## Problems to work on
- A) According to the marijuana article, what kind of drugs is Schedule I supposed to be reserved for?
- B) Reproduce the stretch of the marijuana article from "It’s not often" through "of cannabis studies.".
- C) Decide whether each statement agrees with the marijuana article, answering yes or no and quoting the deciding words: (i) A group including leading legalization opponents told Congress that marijuana's Schedule I status limits research on the drug. (ii) Activists have been making this point about research for only a few years. (iii) Schedule I is meant for drugs that have recognized medical value.

## Study text
BEGIN

It’s not often that marijuana legalization supporters and opponents agree on the negative implications of cannabis’s classification under federal law.
But a group involving some of the leading voices opposing legalization recently told Congress that marijuana’s current Schedule I status “effectively limit[s] the amount and type of research that can be conducted” on the drug.
That’s something activists working to end the criminalization of marijuana and otherwise change its legal status have been saying for decades.
Meanwhile, many of the same legalization opponents who make up the group behind the new congressional submission pointing out research roadblocks have repeatedly argued that federal law doesn’t stand in the way of cannabis studies.
Schedule I is supposed to be reserved for drugs with a high potential for abuse and no medical value. Researchers and advocates have often said that studies on substances classified there have to overcome approval hurdles that don’t exist for other substances.

END

## Entries supplied

BEGIN

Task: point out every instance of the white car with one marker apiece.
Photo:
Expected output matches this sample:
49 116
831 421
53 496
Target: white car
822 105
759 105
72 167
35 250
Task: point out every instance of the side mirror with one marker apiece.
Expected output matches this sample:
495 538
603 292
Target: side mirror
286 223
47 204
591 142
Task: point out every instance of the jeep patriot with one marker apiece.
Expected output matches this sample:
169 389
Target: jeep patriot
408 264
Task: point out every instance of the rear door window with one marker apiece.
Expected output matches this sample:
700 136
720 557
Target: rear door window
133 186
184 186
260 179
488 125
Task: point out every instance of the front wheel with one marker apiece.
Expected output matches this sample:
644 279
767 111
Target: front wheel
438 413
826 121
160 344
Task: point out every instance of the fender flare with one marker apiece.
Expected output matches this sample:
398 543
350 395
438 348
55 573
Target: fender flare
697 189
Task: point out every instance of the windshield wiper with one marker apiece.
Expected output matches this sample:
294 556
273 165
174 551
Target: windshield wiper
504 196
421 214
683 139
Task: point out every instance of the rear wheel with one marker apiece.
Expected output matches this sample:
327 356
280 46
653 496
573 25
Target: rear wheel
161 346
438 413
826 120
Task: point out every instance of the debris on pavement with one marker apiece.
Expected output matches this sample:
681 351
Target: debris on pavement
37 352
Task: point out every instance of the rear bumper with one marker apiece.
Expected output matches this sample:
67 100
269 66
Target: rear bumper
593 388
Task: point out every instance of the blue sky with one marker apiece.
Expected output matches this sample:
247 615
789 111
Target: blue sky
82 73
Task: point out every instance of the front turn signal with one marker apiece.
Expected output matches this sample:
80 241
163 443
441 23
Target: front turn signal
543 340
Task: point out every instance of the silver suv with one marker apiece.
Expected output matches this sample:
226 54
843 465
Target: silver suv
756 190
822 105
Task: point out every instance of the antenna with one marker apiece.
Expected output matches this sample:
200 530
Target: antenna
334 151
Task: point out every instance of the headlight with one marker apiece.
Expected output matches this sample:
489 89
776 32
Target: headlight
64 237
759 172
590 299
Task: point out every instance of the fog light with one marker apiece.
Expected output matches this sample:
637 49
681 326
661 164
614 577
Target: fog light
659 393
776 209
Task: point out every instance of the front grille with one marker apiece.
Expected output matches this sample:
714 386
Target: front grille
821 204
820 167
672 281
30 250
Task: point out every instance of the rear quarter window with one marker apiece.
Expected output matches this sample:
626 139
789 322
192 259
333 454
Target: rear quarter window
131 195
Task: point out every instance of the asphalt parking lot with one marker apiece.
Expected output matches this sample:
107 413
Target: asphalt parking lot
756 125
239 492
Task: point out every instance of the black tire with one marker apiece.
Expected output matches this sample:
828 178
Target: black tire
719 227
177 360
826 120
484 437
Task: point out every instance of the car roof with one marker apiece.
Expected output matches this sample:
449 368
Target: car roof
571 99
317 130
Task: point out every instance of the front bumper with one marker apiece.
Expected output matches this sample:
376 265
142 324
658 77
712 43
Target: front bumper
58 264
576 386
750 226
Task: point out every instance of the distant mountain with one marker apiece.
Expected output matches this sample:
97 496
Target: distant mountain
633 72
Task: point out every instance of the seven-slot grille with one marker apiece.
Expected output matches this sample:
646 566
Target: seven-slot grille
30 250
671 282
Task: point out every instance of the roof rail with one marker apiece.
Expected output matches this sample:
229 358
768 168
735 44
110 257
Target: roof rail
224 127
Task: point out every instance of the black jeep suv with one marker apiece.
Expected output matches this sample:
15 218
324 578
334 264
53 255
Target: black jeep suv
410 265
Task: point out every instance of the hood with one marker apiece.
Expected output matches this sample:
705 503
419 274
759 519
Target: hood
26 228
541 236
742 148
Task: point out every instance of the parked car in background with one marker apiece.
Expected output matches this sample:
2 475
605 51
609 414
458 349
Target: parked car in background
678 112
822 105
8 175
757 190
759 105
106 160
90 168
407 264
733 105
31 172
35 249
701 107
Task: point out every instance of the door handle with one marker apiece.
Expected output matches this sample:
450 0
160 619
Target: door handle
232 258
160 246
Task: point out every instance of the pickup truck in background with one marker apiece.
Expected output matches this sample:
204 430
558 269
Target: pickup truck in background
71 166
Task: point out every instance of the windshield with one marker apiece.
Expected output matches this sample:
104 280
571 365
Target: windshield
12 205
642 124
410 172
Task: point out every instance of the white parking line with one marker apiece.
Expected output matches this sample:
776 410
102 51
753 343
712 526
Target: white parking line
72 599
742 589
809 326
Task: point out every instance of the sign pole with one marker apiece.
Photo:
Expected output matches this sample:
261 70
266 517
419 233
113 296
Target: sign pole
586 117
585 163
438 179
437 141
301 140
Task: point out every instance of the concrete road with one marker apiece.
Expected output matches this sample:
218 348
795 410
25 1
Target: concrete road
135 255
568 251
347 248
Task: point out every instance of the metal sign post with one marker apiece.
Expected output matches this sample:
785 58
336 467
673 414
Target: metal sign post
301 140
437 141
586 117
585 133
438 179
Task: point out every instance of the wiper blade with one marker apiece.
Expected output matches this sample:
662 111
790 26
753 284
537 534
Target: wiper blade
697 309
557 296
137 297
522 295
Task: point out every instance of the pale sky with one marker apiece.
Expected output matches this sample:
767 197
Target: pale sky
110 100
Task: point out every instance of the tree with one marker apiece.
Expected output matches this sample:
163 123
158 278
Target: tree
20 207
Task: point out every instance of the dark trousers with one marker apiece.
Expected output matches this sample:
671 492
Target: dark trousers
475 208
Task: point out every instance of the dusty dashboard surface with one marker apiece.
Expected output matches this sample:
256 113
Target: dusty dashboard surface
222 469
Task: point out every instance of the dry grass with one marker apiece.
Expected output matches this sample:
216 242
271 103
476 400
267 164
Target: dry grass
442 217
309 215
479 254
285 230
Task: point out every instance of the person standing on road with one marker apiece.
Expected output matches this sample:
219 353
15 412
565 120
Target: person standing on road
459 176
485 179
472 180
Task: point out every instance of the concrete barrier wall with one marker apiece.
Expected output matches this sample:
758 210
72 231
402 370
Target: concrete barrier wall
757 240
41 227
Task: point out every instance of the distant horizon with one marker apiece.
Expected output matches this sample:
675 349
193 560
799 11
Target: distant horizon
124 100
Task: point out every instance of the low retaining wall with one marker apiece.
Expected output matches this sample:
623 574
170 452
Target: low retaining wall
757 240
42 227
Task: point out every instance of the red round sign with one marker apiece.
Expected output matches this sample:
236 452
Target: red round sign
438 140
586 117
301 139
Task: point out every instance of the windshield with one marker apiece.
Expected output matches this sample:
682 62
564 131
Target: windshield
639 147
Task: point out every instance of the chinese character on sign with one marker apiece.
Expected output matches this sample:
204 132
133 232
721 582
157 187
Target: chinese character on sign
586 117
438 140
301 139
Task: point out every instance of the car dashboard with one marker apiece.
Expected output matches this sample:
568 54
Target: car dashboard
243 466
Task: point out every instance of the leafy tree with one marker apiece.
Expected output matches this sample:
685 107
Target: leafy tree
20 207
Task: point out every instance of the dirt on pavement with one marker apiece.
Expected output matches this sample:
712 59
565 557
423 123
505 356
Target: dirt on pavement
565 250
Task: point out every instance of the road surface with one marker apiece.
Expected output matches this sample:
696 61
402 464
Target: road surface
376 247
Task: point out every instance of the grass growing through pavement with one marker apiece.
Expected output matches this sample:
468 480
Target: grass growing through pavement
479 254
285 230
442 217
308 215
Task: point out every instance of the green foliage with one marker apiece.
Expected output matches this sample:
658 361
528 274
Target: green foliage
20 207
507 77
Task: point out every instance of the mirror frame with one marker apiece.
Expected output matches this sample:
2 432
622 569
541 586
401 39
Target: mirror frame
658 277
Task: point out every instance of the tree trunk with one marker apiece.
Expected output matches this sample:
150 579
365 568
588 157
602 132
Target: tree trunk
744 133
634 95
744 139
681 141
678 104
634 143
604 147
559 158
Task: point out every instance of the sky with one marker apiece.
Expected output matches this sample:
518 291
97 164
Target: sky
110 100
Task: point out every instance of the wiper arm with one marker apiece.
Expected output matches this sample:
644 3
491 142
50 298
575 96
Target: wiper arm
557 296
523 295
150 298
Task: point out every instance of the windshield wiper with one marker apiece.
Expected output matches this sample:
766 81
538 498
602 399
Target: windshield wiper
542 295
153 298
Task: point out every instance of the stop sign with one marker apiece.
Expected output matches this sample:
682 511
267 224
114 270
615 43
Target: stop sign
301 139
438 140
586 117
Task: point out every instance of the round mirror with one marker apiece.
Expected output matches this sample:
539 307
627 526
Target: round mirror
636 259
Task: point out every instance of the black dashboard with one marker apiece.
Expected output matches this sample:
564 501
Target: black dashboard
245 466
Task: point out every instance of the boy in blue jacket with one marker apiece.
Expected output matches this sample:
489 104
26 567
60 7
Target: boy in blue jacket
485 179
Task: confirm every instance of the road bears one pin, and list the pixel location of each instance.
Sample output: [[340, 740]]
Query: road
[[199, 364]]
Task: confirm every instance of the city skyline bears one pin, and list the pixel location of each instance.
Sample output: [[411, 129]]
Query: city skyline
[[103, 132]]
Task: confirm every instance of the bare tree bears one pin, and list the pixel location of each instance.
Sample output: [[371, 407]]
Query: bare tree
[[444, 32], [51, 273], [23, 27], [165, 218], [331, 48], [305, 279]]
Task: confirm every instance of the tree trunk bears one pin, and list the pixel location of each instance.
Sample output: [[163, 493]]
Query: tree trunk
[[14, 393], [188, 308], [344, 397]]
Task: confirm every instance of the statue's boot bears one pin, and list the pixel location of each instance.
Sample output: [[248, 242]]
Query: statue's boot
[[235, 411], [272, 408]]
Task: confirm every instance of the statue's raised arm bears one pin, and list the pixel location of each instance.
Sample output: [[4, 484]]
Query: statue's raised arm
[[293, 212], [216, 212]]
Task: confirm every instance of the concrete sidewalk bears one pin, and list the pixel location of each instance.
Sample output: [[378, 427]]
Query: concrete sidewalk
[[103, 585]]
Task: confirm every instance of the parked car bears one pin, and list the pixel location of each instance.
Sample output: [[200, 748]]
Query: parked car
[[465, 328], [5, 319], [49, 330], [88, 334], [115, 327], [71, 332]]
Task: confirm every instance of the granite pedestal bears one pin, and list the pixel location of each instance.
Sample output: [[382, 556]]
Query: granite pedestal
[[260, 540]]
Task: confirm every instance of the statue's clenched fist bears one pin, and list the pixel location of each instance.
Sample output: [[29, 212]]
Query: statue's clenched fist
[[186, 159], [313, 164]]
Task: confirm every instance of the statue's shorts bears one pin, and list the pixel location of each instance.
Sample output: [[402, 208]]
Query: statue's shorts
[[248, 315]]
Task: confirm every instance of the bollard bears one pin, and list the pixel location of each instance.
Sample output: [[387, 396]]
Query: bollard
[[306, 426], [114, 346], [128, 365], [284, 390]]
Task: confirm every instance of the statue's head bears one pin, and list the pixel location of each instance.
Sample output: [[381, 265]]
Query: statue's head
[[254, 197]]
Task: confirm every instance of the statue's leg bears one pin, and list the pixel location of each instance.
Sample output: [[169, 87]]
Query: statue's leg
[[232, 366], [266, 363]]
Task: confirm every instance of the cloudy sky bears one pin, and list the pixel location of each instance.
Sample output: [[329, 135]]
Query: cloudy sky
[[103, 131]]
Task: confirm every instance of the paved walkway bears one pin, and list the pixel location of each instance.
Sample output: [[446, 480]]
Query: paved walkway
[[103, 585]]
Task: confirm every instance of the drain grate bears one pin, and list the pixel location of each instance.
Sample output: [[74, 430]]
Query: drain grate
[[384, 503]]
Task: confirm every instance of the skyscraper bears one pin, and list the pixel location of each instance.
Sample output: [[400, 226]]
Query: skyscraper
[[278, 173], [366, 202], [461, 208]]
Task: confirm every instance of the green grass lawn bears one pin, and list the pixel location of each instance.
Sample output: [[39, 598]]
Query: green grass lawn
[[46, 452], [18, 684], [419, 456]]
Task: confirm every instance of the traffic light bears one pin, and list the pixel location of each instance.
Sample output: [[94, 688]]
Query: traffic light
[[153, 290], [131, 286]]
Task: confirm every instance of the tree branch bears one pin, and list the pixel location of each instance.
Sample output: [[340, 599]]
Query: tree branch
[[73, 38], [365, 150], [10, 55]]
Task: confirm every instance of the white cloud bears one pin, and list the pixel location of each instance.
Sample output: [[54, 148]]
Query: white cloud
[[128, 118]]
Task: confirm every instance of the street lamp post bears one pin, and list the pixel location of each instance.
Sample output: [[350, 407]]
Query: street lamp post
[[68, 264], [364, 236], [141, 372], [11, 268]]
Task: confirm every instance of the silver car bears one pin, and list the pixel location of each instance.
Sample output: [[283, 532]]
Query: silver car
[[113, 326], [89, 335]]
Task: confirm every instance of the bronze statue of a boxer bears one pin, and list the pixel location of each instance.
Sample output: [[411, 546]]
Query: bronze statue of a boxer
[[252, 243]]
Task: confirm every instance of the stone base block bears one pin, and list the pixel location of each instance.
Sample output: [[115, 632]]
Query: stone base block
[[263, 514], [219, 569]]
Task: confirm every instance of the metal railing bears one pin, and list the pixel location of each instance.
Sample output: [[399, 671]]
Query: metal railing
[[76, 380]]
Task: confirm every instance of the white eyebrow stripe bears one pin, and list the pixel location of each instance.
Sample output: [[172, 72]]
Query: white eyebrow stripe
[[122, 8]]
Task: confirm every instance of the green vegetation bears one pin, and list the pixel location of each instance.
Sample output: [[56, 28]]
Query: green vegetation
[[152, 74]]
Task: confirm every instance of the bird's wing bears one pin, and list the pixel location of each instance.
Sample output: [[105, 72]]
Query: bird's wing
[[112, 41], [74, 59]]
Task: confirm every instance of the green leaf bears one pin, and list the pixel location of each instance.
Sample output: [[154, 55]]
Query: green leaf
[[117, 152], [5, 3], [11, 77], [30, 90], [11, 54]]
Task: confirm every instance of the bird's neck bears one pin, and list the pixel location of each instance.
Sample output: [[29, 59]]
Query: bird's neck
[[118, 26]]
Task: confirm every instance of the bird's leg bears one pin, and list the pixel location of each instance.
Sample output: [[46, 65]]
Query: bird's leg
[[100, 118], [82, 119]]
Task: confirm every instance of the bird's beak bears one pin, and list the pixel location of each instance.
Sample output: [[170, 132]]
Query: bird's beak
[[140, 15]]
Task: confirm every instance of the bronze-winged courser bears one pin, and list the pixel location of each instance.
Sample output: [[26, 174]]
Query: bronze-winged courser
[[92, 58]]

END

## Responses
- A) Drugs with a high potential for abuse and no medical value.

- B)
It’s not often that marijuana legalization supporters and opponents agree on the negative implications of cannabis’s classification under federal law.
But a group involving some of the leading voices opposing legalization recently told Congress that marijuana’s current Schedule I status “effectively limit[s] the amount and type of research that can be conducted” on the drug.
That’s something activists working to end the criminalization of marijuana and otherwise change its legal status have been saying for decades.
Meanwhile, many of the same legalization opponents who make up the group behind the new congressional submission pointing out research roadblocks have repeatedly argued that federal law doesn’t stand in the way of cannabis studies.

- C)
(i) Yes: "effectively limit[s] the amount and type of research that can be conducted"
(ii) No: "have been saying for decades"
(iii) No: "a high potential for abuse and no medical value"